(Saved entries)
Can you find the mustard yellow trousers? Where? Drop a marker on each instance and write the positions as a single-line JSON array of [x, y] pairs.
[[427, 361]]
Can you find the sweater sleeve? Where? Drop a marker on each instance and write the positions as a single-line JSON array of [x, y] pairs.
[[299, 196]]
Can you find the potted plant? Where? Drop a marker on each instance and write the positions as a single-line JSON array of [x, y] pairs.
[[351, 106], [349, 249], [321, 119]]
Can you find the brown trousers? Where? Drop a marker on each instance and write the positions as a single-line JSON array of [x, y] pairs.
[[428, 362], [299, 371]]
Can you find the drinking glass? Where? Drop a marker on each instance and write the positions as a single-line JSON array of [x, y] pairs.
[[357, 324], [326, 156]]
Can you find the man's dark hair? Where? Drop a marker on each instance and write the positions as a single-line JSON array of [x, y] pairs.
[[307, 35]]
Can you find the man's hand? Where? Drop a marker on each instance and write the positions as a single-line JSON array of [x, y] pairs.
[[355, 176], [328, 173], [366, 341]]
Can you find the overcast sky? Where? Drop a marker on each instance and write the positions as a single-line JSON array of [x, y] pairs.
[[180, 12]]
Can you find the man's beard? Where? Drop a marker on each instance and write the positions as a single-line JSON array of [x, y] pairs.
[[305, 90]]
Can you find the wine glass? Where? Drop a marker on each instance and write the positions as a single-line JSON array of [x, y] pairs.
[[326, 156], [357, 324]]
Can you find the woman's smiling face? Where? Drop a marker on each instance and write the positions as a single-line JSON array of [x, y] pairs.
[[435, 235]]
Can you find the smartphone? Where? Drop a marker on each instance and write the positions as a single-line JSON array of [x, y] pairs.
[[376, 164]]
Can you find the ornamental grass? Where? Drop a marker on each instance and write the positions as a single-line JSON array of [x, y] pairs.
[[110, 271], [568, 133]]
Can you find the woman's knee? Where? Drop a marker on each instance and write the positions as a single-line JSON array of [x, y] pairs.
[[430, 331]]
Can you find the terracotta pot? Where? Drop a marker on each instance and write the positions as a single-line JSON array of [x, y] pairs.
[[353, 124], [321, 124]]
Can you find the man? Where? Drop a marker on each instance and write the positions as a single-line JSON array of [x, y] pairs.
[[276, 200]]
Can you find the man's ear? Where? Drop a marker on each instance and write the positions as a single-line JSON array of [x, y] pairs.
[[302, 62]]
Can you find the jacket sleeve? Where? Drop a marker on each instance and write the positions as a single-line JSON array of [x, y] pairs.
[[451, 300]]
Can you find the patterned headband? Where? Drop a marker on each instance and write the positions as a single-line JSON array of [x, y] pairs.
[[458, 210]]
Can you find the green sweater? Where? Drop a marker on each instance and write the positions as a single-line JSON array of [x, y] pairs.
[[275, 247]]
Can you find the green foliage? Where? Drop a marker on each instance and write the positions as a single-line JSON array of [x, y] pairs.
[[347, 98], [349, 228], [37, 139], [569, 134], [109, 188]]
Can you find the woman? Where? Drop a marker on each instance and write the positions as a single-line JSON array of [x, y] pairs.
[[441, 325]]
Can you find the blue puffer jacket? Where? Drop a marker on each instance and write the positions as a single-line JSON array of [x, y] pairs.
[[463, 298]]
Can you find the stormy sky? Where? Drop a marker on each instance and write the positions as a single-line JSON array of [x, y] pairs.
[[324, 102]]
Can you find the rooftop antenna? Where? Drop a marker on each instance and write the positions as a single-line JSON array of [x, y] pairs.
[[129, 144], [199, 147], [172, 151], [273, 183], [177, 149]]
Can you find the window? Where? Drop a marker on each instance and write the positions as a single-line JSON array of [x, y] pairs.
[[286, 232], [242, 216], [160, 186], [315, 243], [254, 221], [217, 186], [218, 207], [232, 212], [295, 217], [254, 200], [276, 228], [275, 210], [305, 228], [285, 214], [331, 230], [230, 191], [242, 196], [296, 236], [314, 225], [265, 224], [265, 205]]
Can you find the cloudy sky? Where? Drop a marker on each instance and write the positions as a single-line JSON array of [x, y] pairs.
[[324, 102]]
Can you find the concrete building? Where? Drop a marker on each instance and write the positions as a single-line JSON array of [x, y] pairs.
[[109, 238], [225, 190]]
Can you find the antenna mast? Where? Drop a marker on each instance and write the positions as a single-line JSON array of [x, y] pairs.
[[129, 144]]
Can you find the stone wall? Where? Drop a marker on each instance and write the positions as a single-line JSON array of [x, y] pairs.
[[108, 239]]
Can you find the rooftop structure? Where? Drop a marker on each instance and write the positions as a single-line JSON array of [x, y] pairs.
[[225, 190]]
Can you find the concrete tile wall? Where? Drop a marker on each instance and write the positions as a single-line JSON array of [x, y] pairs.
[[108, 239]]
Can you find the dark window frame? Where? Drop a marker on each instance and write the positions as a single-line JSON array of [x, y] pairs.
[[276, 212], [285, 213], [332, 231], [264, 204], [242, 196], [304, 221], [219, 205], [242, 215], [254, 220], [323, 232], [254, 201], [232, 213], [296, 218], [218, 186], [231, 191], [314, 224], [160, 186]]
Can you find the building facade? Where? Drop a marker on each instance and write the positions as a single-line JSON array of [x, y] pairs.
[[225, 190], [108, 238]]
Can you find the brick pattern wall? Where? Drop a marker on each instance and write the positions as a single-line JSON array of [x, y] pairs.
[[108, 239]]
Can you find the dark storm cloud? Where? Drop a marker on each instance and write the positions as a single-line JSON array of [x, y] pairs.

**INSTRUCTIONS FOR THE TASK**.
Write the complete data out, exactly as above.

**RESPONSE**.
Can you find the mustard yellow trousers? Where? Drop a marker on each instance and write the positions as a single-line JSON array of [x, y] pairs.
[[427, 361]]
Can you find the sweater sleeve? Where? Drop a marker on each instance and write the positions as a single-line JSON array of [x, y] pairs.
[[299, 196]]
Can you find the potted plant? Where? Drop a marker on each instance and write the positions as a single-line JSON array of [x, y] pairs.
[[351, 106], [349, 249], [321, 119]]
Can you find the brown trousers? Where? Drop a marker on each instance and write the positions as a single-line JSON array of [x, y] pairs.
[[428, 362], [299, 371]]
Can you find the drinking glass? Where? Drop a marker on each instance and write the positions as a single-line JSON array of [x, y] pairs.
[[357, 324], [326, 156]]
Can you find the man's dark hair? Where? Drop a marker on each instance and write the positions as a single-line JSON array of [x, y] pairs.
[[307, 35]]
Can you find the man's hand? Where? Drop a marker on each instance and write the positions as a single-line JSON array of [x, y] pairs.
[[355, 176], [328, 173], [366, 341]]
Can you find the overcast sky? Where? Drop a marker on each instance and write the positions as a single-line JSON array of [x, y] pairs.
[[180, 12]]
Can you find the man's beard? Where? Drop a marker on each instance and write the positions as a single-line JSON array of [x, y] pairs.
[[305, 90]]
Can you find the wine glass? Where? Drop a marker on each instance and write the positions as a single-line JSON array of [x, y] pairs.
[[326, 156], [357, 324]]
Can you find the woman's smiling face? Where? Drop a marker on each instance and write the positions as a single-line JSON array of [x, y] pairs.
[[435, 235]]
Can you find the smartphone? Where? Drop a marker on each instance and write the positions as a single-line JSON array of [x, y] pairs.
[[376, 164]]
Can you find the ornamental grass? Where? Drop a marker on each instance and write the positions as a single-line JSON array of [x, y] pairs.
[[110, 271], [568, 133]]
Can you find the woman's knee? Where? Drop a marker on each instance and write the positions as a single-line JSON array of [x, y] pairs.
[[430, 331]]
Can you find the terracotta pot? Where? Drop a marker on each instance and write the positions as a single-line JSON array of [x, y] pairs.
[[353, 124], [321, 124]]
Can you find the man? Where? Drop a marker on each instance and write the positions as a single-line JSON array of [x, y] pairs.
[[276, 200]]
Can you find the man's ear? Where? Drop a marker on each instance and write the positions as a single-line JSON array of [x, y] pairs.
[[302, 62]]
Can you find the jacket sleeve? Where? Drop a marker on each instance and write the positions as a single-line JSON array of [x, y] pairs.
[[451, 300]]
Can you find the patterned headband? Where? Drop a marker on each instance and write the positions as a single-line JSON array of [x, y] pairs.
[[458, 210]]
Can you find the green sweater? Where? Drop a marker on each instance and write the positions as a single-line JSON array of [x, y] pairs.
[[275, 247]]
Can you find the green foliage? Where? Drop a marker on each instance and write the positions as a single-line JSON array of [x, y] pairs.
[[347, 98], [349, 228], [37, 139], [569, 134], [109, 188]]
Can you find the woman? Where? Drop a marker on each instance and write the positions as a single-line JSON array of [x, y] pairs.
[[441, 325]]
Can you find the blue puffer jacket? Where? Drop a marker on each instance and write the positions as a single-line JSON array of [x, y] pairs.
[[463, 298]]
Can you find the stormy sky? Where? Drop a marker on each instance and write the positions as a single-line JSON array of [x, y] pairs.
[[324, 102]]
Can you find the rooftop antenna? Where? Drop a marker on each instance and write the positions as a single-line JSON array of [x, y] pairs.
[[129, 144], [199, 147], [172, 151], [273, 183], [177, 149]]
Can you find the window? Where? Drop a marker on each instance and write the positions as a single-line JSON array of [x, y] pairs.
[[286, 232], [242, 216], [160, 186], [315, 243], [254, 221], [217, 186], [218, 207], [232, 212], [295, 217], [254, 200], [276, 228], [275, 210], [305, 228], [285, 214], [331, 230], [230, 191], [242, 196], [296, 236], [314, 225], [265, 224], [265, 205]]
Can you find the cloudy sky? Where? Drop a marker on each instance and write the positions as a single-line JSON array of [x, y] pairs.
[[324, 102]]
Can you find the concrete building? Where? Drop a marker on each instance and write the positions as a single-line JSON array of [x, y] pairs.
[[109, 238], [225, 190]]
Can you find the antenna mast? Where? Drop a marker on each instance and write the positions as a single-line JSON array of [x, y] pairs.
[[129, 144]]
Can you find the stone wall? Where? Drop a marker on each instance and write the positions as a single-line JSON array of [x, y] pairs.
[[108, 239]]
Can you find the rooftop structure? Where? Drop a marker on each instance and write the positions as a single-line JSON array of [x, y] pairs.
[[225, 190]]
Can you find the concrete tile wall? Where? Drop a marker on each instance and write the positions as a single-line JSON array of [x, y] pairs.
[[108, 239]]
Can you find the dark window frame? Where? Drop a marker on each instance and write the positions as a single-line JSON array of [x, y] pairs.
[[276, 212], [285, 213], [332, 231], [264, 204], [242, 196], [304, 221], [219, 205], [242, 215], [254, 220], [323, 232], [254, 201], [232, 213], [296, 218], [218, 186], [231, 191], [314, 224], [160, 186]]
Can you find the building facade? Where? Drop a marker on each instance and write the positions as a single-line JSON array of [x, y] pairs.
[[225, 190], [108, 238]]
Can you find the brick pattern wall? Where? Drop a marker on each instance and write the positions as a single-line JSON array of [x, y] pairs.
[[108, 239]]
Can you find the dark storm cloud? Where? Drop a marker on each instance and write the positions as a single-line JSON array of [x, y] pairs.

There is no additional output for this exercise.